How many lines in the entries below contain the word "wooden"? Reply with only the number.

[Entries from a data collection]
** START **

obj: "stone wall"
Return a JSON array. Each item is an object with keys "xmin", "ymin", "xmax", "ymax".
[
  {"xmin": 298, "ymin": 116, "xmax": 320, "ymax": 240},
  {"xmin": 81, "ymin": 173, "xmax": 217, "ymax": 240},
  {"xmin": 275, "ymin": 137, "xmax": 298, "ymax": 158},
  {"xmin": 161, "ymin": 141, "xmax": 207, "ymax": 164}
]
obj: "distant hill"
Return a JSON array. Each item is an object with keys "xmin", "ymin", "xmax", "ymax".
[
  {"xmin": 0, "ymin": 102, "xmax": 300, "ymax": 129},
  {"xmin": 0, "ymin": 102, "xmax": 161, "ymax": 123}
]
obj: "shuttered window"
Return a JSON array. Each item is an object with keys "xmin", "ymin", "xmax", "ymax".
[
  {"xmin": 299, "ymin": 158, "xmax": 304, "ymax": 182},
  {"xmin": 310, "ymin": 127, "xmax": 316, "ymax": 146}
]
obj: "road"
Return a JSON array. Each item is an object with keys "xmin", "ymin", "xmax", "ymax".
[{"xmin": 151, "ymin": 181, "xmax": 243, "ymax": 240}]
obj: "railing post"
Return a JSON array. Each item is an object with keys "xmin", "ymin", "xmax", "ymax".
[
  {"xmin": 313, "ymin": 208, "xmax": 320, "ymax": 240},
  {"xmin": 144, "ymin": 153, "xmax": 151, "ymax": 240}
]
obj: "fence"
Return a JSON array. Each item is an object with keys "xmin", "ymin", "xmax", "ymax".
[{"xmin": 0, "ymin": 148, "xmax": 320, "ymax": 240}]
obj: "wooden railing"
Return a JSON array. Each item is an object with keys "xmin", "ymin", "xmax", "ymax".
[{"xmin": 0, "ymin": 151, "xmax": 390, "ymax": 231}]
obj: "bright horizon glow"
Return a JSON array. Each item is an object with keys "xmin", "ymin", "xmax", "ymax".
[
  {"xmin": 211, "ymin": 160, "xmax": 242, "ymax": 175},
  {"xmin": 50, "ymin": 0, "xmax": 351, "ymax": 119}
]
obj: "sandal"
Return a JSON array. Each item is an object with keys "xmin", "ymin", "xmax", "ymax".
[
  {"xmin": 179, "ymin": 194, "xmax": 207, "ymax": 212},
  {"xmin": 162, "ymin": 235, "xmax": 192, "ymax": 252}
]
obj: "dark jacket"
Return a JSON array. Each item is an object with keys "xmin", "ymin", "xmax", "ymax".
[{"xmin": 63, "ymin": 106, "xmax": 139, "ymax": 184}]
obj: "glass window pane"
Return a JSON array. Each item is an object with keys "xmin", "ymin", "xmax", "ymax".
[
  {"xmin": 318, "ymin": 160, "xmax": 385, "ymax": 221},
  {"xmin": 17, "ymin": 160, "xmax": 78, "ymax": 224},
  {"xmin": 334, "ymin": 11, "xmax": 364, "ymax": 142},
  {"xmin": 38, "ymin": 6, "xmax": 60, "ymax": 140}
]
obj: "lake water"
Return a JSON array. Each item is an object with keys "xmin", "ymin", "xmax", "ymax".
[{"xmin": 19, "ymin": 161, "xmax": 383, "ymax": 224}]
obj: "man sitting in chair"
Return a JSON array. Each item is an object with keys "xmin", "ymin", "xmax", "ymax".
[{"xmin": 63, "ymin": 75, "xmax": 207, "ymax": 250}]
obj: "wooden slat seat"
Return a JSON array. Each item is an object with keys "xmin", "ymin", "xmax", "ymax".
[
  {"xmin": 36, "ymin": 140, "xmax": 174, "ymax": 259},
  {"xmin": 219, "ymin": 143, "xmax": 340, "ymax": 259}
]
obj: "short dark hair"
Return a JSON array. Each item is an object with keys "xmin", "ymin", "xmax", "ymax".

** END **

● **Exercise result**
2